» **The problem**
Everything in the entries except the pictures should be repeated exactly.

» **Given information**
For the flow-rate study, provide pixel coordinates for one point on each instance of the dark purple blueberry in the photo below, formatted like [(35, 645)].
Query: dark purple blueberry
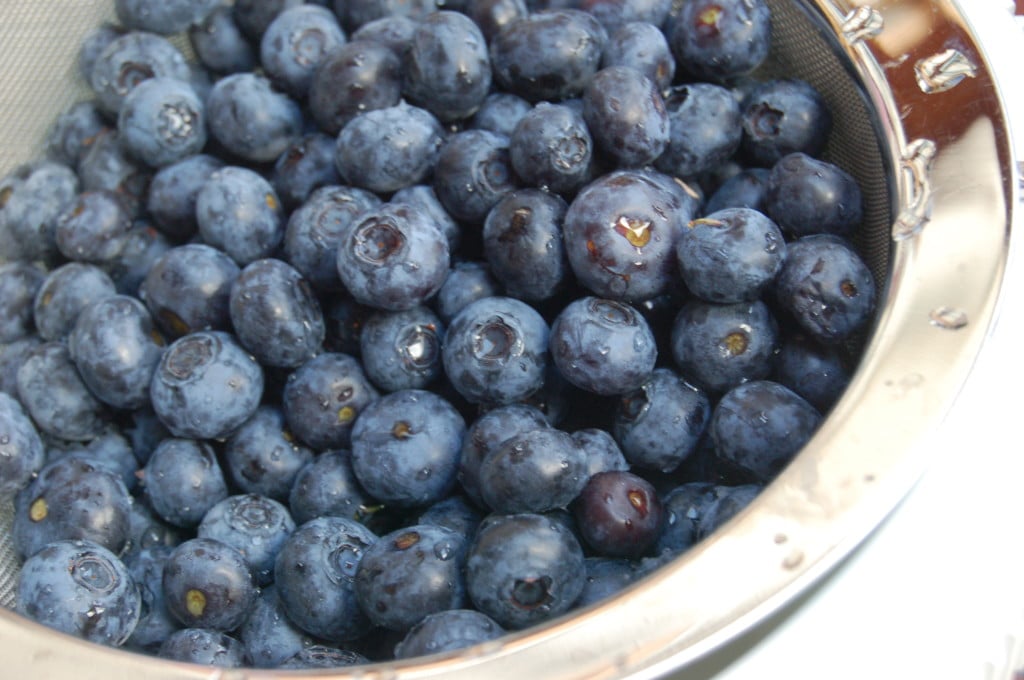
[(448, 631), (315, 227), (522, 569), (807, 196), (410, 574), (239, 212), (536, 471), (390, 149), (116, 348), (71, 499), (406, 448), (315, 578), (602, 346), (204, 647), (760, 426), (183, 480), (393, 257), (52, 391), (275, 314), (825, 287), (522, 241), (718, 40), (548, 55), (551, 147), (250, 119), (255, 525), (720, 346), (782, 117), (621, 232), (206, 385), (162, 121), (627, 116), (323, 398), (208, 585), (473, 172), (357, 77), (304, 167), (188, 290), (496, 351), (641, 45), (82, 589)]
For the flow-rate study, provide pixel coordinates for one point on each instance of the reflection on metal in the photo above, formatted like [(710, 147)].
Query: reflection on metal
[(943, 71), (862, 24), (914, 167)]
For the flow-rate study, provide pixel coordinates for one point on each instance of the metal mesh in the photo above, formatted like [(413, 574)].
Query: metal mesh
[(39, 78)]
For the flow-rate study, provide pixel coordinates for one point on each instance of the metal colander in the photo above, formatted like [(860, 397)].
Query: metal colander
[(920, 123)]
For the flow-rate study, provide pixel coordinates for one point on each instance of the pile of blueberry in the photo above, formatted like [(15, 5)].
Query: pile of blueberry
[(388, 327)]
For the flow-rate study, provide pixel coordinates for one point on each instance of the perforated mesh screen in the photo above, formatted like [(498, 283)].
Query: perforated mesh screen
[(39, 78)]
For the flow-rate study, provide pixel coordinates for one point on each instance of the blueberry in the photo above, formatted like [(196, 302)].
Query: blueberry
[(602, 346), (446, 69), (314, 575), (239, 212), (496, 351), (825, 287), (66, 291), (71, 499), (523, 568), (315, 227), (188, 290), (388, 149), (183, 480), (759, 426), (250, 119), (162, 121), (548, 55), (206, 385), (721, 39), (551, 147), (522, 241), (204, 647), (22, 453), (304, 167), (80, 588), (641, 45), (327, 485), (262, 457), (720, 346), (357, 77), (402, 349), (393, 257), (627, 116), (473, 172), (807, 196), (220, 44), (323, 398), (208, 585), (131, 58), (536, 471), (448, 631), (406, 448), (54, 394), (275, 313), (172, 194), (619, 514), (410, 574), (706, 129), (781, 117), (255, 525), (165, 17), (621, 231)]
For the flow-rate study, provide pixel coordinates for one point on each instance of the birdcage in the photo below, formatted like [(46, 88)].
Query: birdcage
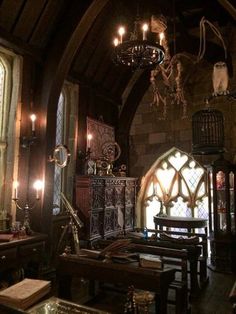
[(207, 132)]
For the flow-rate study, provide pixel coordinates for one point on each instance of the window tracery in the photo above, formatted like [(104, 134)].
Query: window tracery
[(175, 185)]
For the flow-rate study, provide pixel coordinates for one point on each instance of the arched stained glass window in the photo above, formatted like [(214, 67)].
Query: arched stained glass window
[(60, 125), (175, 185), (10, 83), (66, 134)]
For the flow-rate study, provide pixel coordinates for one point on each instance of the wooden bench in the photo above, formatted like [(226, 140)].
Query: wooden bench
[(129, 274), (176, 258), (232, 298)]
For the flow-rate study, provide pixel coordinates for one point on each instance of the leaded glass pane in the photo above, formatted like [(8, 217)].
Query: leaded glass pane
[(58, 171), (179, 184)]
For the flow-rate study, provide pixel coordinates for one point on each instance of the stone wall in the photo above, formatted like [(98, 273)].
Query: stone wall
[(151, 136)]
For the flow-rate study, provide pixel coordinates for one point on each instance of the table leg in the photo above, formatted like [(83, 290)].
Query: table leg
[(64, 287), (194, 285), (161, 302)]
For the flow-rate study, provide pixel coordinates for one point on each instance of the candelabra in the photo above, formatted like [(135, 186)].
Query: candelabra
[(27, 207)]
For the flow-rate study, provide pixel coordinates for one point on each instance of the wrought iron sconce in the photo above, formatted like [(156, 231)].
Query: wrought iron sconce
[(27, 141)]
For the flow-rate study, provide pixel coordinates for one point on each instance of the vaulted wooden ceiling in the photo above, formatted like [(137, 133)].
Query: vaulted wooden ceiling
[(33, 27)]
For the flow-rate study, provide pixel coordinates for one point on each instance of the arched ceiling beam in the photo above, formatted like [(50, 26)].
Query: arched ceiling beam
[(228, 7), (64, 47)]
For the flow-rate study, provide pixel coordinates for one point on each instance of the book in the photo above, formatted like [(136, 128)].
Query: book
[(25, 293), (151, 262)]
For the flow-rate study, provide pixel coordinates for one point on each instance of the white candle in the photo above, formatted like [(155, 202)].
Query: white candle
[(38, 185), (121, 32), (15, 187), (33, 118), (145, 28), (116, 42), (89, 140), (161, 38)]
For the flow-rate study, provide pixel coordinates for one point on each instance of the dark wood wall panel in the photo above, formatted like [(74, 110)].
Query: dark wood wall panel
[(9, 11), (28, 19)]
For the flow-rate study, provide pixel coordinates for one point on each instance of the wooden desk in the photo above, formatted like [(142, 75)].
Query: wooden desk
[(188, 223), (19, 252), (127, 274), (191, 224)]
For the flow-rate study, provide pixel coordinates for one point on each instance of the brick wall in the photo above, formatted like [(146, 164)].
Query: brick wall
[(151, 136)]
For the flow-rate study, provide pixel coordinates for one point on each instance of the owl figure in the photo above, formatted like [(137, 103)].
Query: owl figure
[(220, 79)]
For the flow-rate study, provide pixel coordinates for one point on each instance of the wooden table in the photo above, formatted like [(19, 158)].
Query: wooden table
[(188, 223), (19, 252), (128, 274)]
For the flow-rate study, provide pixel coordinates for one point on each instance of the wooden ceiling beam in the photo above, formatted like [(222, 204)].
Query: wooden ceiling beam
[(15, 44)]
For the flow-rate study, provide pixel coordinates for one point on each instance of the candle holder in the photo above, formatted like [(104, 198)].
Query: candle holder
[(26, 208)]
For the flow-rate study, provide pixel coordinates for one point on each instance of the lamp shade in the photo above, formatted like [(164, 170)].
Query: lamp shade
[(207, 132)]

» **The answer**
For the flow-rate study, provide pixel coordinates for one point on each instance of the dark purple blueberry in the photo below, formatted like [(35, 645)].
Query: dark purple blueberry
[(448, 631), (315, 227), (522, 569), (807, 196), (410, 574), (239, 212), (536, 471), (390, 149), (116, 348), (71, 499), (406, 448), (315, 578), (602, 346), (204, 647), (760, 426), (183, 480), (393, 257), (52, 391), (275, 314), (825, 287), (522, 241), (718, 40), (548, 55), (551, 147), (250, 119), (255, 525), (720, 346), (782, 117), (621, 232), (206, 385), (162, 121), (627, 116), (323, 398), (208, 585), (473, 172), (357, 77), (304, 167), (188, 290), (496, 351), (641, 45), (82, 589)]
For the flow-rate study, provide pixel coordinates for one point on each instance of the reflection on metal in the photo above, formatted like [(710, 147)].
Query: reflection on metal
[(943, 71), (862, 24), (914, 167)]
For the flow-rate study, provide pixel coordinates for one point on each instance of the metal mesh in the photo above, formatted like [(413, 574)].
Query: metal mesh
[(39, 78)]
For the flow-rate study, provide pixel coordinates for one point on each instance of the metal colander in the photo above, formatted like [(860, 397)].
Query: metal colander
[(920, 123)]
For the flow-rate study, provide pixel coordinates for one point on each instance of the pile of blueberry in the photo above, formatted like [(15, 5)].
Query: pile of blueberry
[(388, 327)]
For the flow-rate study, provide pixel coordinates for one point on each instance of the perforated mesh screen in the photo above, formatted like [(498, 283)].
Query: perforated mesh screen
[(39, 78)]
For the flow-rate study, provide pixel coordinates for one point on each instance of the blueberry in the photo above, formatted like [(196, 302)].
Query: blueberry
[(602, 346), (446, 69), (314, 575), (239, 212), (496, 351), (825, 287), (66, 291), (71, 499), (523, 568), (315, 227), (188, 290), (388, 149), (183, 480), (759, 426), (250, 119), (162, 121), (548, 55), (206, 385), (721, 39), (551, 147), (522, 241), (204, 647), (22, 453), (304, 167), (80, 588), (641, 45), (327, 485), (262, 457), (720, 346), (357, 77), (402, 349), (393, 257), (627, 116), (473, 172), (807, 196), (220, 44), (323, 398), (208, 585), (131, 58), (536, 471), (448, 631), (406, 448), (54, 394), (275, 313), (172, 194), (619, 514), (410, 574), (706, 129), (781, 117), (255, 525), (165, 17), (621, 231)]
For the flow-rate study, provide pixel coordinates for one point on each instance of the birdcage in the photo below, formatted like [(46, 88)].
Query: birdcage
[(207, 132)]
For the flow-rate study, provide pixel coordinates for one point on each instance of the window tracery in the photo above, formatted like [(104, 134)].
Query: window tracery
[(175, 185)]
For the flow-rate study, provide pixel coordinates for one point on each instance of the arched stained glass window in the photo above, formatted like [(214, 67)].
Query: arched stained glass window
[(60, 125), (175, 185), (10, 83), (66, 134)]
For the flow-rate study, provide pixel coordinates for one point on each instance of the wooden bench in the photo above, formatted like [(226, 140)].
Query: wooden bench
[(129, 274), (176, 258), (232, 298)]
For the flow-rate study, provide pixel coordinates for one point on each instance of the leaded glass pane in the photo above, formatted like [(8, 217)].
Query: leaded glass pane
[(58, 171), (179, 184)]
For the flow-rate study, provide pixel coordinates for one point on each instance of the stone wall in the photo above, formatted like [(98, 273)].
Query: stone wall
[(151, 136)]
For the flow-rate study, provide pixel coordinates for one point on each instance of the table leg in the photo above, formatted like [(83, 290)].
Query: table leg
[(64, 287), (194, 285), (161, 302)]
For the flow-rate study, provide pixel coordinates for one point on each instance of the candelabra in the photo above, formatted like [(135, 186)].
Query: candelabra
[(27, 207)]
For the flow-rate study, provide pixel coordinates for one point on each instance of the wrought iron sconce in the photo above, formatted like [(156, 231)].
Query: wrought iron sconce
[(27, 141)]
For the flow-rate study, provide pixel coordinates for one point on each instance of the vaulted wooden ceiling in the photo above, formatted like [(137, 133)].
Query: vaulted wooden ceiling
[(33, 27)]
For the flow-rate study, provide pixel coordinates for one point on each instance of the arched ceiling beam in the photo above, formatted like [(50, 26)].
Query: arched ceiling beam
[(228, 7), (64, 47)]
For the flow-rate study, provide pixel coordinates for one point on each instance of the book in the photo above, formatted like [(136, 128)].
Query: book
[(25, 293), (151, 262)]
For the flow-rate study, provide pixel coordinates for one point on each instance of the white candle in the photo above, formatted like [(155, 202)].
Query: white candle
[(38, 185), (121, 32), (15, 187), (33, 118), (145, 28), (116, 42), (89, 140), (161, 38)]
For the flow-rate study, provide pixel coordinates for one point on each instance of the dark wood wall panel in the photo above, formatted like [(74, 110)].
Query: dark wood wall panel
[(9, 11), (28, 19)]
For the flow-rate study, provide pixel coordinates for one point on each instance of the wooden desk in the photo above, formatted like [(142, 75)].
Query: wooden desk
[(188, 223), (19, 252), (127, 274), (191, 224)]
For the flow-rate study, provide pixel coordinates for one point on each instance of the brick wall in the photo above, formatted like [(146, 164)].
Query: brick wall
[(151, 136)]
For the flow-rate study, provide pixel coordinates for one point on each instance of the owl figure in the photo above, formatted like [(137, 103)].
Query: owl figure
[(220, 79)]
For the flow-rate study, provide pixel coordinates for one point on each instance of the wooden table in the photo above, formatted like [(19, 158)].
Query: wooden table
[(188, 223), (19, 252), (128, 274)]
For the flow-rate study, provide pixel coordinates for one point on each instance of the wooden ceiling beam in the photo above, formatted like [(222, 204)].
Query: wooden ceiling beam
[(15, 44)]
For the flow-rate study, provide pixel coordinates for one point on each instance of the candle holder in the photo above, formatted like [(104, 198)].
Query: candle holder
[(26, 208)]
For the flow-rate study, provide pixel coordinates for one point on each instance of the lamp shade in the photo above, formatted like [(164, 170)].
Query: lamp shade
[(207, 132)]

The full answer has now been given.